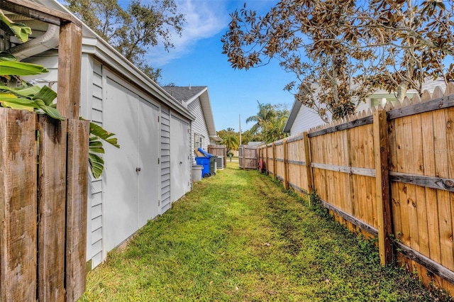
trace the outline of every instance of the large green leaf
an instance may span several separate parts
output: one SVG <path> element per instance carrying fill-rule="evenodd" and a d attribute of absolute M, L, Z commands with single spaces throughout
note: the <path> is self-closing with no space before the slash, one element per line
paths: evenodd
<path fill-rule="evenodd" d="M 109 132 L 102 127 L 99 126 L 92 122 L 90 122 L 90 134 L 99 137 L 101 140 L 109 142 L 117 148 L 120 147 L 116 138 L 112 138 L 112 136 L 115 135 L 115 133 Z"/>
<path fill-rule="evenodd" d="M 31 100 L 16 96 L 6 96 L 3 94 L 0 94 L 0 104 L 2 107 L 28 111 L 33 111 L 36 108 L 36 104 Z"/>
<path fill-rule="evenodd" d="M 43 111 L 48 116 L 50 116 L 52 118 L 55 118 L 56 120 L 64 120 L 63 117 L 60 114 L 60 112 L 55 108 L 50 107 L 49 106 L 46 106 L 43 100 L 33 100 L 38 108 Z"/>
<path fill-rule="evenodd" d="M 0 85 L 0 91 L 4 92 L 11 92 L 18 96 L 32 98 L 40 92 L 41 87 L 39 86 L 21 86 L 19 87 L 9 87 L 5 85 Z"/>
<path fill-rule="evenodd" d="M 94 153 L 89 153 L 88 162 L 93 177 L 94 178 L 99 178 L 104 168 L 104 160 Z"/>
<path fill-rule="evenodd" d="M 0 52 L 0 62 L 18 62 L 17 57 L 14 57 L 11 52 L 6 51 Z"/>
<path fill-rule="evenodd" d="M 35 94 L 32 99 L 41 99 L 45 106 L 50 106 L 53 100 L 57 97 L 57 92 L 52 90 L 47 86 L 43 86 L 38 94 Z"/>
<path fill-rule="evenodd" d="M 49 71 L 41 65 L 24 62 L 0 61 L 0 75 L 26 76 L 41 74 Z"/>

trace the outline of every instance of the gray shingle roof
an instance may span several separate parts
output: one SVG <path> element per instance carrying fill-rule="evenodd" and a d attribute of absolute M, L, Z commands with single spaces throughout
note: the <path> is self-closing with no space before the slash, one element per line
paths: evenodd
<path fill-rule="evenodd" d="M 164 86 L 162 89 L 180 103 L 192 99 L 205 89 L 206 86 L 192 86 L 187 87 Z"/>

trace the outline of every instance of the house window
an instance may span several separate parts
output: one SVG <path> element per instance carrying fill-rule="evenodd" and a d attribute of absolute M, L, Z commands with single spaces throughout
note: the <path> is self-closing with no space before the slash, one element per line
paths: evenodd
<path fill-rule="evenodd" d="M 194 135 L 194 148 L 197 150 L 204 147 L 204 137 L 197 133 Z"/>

• _Your goal_
Lay out all of the records above as a two-column CSV with the header instruction,output, one row per record. Put the instruction text and its answer each in one double-quoted field with line breaks turned into spaces, and leave the pictures out.

• _Reply_
instruction,output
"trace the outline of every instance of the large green leaf an instance may span several separate parts output: one SVG <path> element per instance carrying fill-rule=""evenodd"" and a d attribute of absolute M, L, Z commands with single spaces throughout note: the <path> is self-closing with no space before the slash, one element per line paths: evenodd","<path fill-rule=""evenodd"" d=""M 109 132 L 102 127 L 99 126 L 92 122 L 90 122 L 90 134 L 99 137 L 101 140 L 109 142 L 117 148 L 120 147 L 116 138 L 112 138 L 112 136 L 115 135 L 115 133 Z""/> <path fill-rule=""evenodd"" d=""M 31 100 L 16 96 L 6 96 L 3 94 L 0 94 L 0 104 L 2 107 L 28 111 L 33 111 L 36 108 L 36 104 Z""/> <path fill-rule=""evenodd"" d=""M 43 111 L 48 116 L 50 116 L 52 118 L 55 118 L 56 120 L 64 120 L 63 117 L 60 114 L 60 112 L 55 108 L 50 107 L 49 106 L 46 106 L 43 100 L 33 100 L 38 108 Z""/> <path fill-rule=""evenodd"" d=""M 0 85 L 0 91 L 4 92 L 11 92 L 18 96 L 32 98 L 40 92 L 41 87 L 39 86 L 21 86 L 19 87 L 9 87 L 5 85 Z""/> <path fill-rule=""evenodd"" d=""M 94 153 L 89 153 L 88 162 L 93 177 L 94 178 L 99 178 L 104 168 L 104 160 Z""/> <path fill-rule=""evenodd"" d=""M 0 52 L 0 62 L 18 62 L 17 57 L 14 57 L 11 52 L 6 51 Z""/> <path fill-rule=""evenodd"" d=""M 35 94 L 32 99 L 41 99 L 45 106 L 50 106 L 53 100 L 57 97 L 57 92 L 52 90 L 47 86 L 43 86 L 38 94 Z""/> <path fill-rule=""evenodd"" d=""M 49 71 L 41 65 L 24 62 L 0 61 L 0 75 L 26 76 L 41 74 Z""/>"
"trace the outline of every instance of the gray shingle roof an instance may span several separate parts output: one SVG <path> element per instance carrying fill-rule=""evenodd"" and a d attribute of absolute M, L, Z commands with single spaces throughout note: the <path> is self-closing with no space before the slash, one element per line paths: evenodd","<path fill-rule=""evenodd"" d=""M 164 86 L 162 89 L 180 103 L 192 99 L 205 89 L 206 86 L 192 86 L 187 87 Z""/>"
"trace the outline of every instance of the house window an instance may span several separate parts output: one SVG <path> element per instance carrying fill-rule=""evenodd"" and a d attribute of absolute M, L, Z commands with single spaces throughout note: the <path> is self-closing with no space before the slash, one element per line paths: evenodd","<path fill-rule=""evenodd"" d=""M 194 135 L 194 148 L 197 150 L 204 147 L 204 137 L 197 133 Z""/>"